What you should do
Arrange every line of the records below as a numbered list, omitting blank lines and leaving out the pictures.

##### Recorded data

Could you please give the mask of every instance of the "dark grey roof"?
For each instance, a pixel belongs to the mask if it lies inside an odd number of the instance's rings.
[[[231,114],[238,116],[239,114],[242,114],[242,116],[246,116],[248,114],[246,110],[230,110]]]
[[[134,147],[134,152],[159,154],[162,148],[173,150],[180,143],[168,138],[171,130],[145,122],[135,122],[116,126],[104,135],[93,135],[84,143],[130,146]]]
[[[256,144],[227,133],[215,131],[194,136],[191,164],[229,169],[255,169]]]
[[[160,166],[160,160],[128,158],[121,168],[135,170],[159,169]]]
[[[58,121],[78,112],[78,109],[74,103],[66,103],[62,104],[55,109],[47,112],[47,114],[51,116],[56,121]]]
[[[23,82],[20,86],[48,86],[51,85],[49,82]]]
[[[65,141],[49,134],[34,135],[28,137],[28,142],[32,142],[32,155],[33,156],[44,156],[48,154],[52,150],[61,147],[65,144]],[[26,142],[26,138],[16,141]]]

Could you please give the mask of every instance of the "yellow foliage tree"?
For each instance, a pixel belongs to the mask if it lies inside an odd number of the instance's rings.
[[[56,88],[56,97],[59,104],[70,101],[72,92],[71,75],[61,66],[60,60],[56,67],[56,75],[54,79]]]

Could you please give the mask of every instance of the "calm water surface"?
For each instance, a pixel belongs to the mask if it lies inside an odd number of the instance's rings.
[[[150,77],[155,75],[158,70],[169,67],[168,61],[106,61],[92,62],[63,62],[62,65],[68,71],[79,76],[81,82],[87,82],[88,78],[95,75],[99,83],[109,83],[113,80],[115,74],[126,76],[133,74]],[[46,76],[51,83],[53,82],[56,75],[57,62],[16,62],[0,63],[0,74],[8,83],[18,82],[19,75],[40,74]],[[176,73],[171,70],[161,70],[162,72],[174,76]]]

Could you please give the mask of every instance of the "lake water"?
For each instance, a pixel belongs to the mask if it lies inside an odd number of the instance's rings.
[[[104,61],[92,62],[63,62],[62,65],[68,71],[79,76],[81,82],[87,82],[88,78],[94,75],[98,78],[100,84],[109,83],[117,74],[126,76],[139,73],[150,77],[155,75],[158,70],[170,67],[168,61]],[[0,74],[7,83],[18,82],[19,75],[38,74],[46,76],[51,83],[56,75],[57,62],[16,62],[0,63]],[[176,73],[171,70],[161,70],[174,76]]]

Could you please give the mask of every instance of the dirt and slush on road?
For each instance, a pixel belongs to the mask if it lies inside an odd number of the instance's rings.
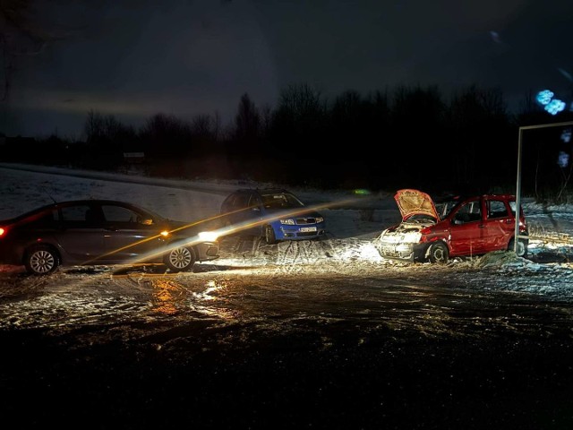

##########

Solution below
1. Could you please give the mask of every instance of the "dark grey roof"?
2. For each instance, a pixel belongs to the mask if it lies inside an odd number of the instance's rings.
3. [[[231,114],[238,116],[239,114],[242,114],[242,116],[246,116],[248,114],[246,110],[230,110]]]
4. [[[134,147],[134,152],[159,154],[162,148],[173,150],[180,143],[168,138],[171,130],[145,122],[135,122],[116,126],[104,135],[93,135],[84,143],[130,146]]]
5. [[[256,144],[227,133],[215,131],[194,136],[191,164],[229,169],[255,169]]]
6. [[[160,166],[160,160],[128,158],[121,168],[135,170],[159,169]]]
7. [[[58,121],[78,112],[78,109],[74,103],[66,103],[62,104],[55,109],[47,112],[47,114],[51,116],[56,121]]]
8. [[[23,82],[20,86],[48,86],[51,85],[49,82]]]
9. [[[65,141],[49,134],[34,135],[28,137],[28,142],[32,142],[32,155],[33,156],[44,156],[48,154],[52,150],[61,147],[65,144]],[[26,142],[26,138],[16,141]]]
10. Could you please give the mask of every instance of the "yellow foliage tree"?
11. For each instance, a pixel belongs to the mask if it lies inside an odd number of the instance's rings.
12. [[[56,88],[56,97],[59,104],[70,101],[72,92],[71,75],[61,66],[60,60],[56,67],[56,75],[54,79]]]
13. Could you please give the mask of every instance of the "calm water surface"?
14. For each instance, a pixel belongs to the mask if it lies inside an odd number of the instance's rings.
15. [[[150,77],[155,75],[158,70],[169,67],[168,61],[106,61],[92,62],[63,62],[62,65],[68,71],[79,76],[81,82],[87,82],[88,78],[95,75],[99,83],[109,83],[113,80],[115,74],[126,76],[133,74]],[[46,76],[51,83],[53,82],[56,75],[57,62],[16,62],[0,63],[0,74],[8,83],[18,82],[19,75],[40,74]],[[176,73],[171,70],[161,70],[162,72],[174,76]]]
16. Could you please give the mask of every instance of the "lake water"?
17. For each instance, a pixel belongs to the mask if it lies inside an odd number of the instance's rings.
18. [[[104,61],[92,62],[63,62],[62,65],[68,71],[79,76],[81,82],[87,82],[88,78],[94,75],[98,78],[100,84],[109,83],[117,74],[126,76],[139,73],[150,77],[155,75],[158,70],[170,67],[168,61]],[[0,74],[7,83],[18,82],[19,75],[38,74],[46,76],[51,83],[56,75],[57,62],[16,62],[0,63]],[[176,73],[171,70],[161,70],[174,76]]]
19. Could you please give the mask of every instance of the dirt and slush on road?
20. For each instance, a pixel belongs to the mask if it lies inside an odd number of the instance's rings.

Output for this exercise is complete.